## YOUR OBJECTIVE
In the records that follow, how many lines contain the word "segment"? Give only that figure.
====== TASK INPUTS
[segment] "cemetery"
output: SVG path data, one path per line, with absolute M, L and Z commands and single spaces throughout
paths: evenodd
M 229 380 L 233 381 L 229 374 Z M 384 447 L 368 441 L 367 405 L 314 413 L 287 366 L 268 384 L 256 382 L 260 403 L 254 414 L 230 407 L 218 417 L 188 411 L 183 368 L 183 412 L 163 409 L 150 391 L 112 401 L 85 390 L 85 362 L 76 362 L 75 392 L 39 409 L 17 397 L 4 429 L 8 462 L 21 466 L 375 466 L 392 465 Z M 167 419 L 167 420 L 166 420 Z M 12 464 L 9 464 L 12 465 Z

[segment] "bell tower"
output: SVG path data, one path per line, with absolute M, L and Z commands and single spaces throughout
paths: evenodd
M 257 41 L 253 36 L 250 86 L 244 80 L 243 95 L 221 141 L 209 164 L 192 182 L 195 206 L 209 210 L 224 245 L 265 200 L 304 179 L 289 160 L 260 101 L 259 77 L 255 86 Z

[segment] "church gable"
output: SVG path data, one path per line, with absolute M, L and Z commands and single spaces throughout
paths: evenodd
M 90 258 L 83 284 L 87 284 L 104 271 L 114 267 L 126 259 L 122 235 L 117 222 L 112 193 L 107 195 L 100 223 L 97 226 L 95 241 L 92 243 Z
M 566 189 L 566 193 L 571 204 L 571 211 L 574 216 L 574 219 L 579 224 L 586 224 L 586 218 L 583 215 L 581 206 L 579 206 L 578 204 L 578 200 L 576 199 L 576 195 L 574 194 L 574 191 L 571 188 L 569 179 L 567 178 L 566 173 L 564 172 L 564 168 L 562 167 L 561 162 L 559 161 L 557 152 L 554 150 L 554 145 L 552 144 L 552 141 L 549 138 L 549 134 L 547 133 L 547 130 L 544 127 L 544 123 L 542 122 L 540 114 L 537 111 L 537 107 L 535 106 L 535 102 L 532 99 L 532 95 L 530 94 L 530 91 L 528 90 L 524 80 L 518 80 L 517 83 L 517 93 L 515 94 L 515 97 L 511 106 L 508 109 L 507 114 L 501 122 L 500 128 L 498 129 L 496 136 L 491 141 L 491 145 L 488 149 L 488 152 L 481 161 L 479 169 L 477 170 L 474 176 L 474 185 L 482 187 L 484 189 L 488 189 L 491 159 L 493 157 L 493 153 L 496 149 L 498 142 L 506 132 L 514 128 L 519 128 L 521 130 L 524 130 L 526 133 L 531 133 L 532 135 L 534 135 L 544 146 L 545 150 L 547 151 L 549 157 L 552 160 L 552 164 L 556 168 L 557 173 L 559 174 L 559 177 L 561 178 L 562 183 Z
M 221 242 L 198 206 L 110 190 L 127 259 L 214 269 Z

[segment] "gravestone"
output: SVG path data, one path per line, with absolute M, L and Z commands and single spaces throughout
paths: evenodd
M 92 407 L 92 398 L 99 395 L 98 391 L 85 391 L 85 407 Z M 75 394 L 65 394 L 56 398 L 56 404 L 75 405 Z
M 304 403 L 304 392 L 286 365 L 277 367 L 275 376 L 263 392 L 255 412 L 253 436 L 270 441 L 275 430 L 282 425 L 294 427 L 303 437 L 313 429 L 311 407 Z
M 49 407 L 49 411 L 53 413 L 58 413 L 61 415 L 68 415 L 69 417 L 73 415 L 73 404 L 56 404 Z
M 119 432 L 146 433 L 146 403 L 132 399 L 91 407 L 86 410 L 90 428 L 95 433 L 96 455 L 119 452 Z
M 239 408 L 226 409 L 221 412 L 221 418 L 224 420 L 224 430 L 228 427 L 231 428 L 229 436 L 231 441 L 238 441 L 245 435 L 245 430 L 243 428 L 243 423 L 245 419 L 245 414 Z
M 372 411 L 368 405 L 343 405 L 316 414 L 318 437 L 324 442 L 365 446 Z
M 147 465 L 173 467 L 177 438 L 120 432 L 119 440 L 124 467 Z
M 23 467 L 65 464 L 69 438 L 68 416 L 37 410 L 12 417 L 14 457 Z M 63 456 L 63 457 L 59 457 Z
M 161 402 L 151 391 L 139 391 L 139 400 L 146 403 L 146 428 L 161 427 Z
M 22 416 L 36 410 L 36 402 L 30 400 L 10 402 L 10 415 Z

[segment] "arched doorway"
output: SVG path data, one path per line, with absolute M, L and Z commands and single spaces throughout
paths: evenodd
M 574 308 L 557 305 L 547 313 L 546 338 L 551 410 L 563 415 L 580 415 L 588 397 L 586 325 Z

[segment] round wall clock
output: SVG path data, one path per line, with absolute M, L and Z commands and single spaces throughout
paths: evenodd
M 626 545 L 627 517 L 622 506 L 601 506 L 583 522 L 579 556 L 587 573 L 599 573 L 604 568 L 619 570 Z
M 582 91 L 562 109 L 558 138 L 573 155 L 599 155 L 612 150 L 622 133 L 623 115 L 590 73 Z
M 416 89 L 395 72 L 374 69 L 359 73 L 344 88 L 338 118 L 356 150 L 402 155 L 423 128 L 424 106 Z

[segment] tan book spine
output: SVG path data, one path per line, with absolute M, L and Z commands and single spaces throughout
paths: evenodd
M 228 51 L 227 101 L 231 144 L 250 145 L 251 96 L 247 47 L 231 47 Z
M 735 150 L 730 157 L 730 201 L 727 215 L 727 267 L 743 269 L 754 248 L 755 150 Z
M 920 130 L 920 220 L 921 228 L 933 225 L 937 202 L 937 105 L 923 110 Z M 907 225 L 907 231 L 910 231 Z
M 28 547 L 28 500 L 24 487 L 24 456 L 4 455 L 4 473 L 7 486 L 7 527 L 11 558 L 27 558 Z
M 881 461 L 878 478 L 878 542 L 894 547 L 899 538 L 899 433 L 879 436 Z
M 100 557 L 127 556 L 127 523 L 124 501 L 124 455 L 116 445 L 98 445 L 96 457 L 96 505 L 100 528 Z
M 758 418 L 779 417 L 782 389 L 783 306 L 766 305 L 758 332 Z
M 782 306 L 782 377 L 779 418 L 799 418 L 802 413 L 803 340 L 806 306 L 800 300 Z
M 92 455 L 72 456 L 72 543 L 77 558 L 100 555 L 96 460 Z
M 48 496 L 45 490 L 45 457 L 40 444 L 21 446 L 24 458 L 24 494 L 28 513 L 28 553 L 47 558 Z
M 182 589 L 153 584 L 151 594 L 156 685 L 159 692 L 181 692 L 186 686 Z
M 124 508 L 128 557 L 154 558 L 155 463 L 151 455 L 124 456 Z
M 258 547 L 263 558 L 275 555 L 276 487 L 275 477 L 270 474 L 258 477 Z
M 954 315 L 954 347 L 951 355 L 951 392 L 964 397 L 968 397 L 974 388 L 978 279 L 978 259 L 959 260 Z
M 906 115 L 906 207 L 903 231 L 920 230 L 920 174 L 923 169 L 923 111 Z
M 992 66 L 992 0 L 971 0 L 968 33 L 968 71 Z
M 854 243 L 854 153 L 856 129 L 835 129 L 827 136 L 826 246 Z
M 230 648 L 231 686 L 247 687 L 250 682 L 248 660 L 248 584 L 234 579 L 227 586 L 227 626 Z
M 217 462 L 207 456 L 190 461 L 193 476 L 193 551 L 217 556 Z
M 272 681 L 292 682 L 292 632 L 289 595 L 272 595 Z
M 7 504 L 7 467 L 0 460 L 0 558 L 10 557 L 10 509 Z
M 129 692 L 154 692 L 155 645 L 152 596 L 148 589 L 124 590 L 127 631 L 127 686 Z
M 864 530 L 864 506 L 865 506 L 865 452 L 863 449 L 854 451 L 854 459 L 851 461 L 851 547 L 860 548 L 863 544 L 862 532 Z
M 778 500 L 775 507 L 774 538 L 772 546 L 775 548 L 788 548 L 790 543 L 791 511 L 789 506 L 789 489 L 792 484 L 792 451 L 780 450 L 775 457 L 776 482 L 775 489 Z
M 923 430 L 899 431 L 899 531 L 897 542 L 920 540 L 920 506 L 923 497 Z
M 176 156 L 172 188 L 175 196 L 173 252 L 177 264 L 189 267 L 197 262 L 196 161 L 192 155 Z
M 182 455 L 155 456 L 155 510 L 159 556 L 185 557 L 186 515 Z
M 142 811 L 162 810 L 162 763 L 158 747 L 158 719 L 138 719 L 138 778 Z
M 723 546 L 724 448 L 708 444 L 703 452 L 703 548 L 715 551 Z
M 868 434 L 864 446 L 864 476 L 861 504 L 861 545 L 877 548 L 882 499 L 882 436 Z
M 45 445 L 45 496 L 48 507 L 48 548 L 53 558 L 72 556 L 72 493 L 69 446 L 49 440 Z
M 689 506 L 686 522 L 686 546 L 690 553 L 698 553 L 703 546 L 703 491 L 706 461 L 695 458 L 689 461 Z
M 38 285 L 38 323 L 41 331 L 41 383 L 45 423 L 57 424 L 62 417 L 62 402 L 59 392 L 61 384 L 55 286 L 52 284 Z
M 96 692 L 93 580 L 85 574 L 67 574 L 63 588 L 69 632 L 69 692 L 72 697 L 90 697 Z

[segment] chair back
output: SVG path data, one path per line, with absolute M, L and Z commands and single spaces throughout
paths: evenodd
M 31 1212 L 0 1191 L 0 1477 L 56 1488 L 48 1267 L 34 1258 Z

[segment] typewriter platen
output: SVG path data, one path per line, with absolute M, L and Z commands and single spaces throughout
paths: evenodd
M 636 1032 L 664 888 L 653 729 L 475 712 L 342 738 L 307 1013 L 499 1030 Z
============
## WRITTEN ANSWER
9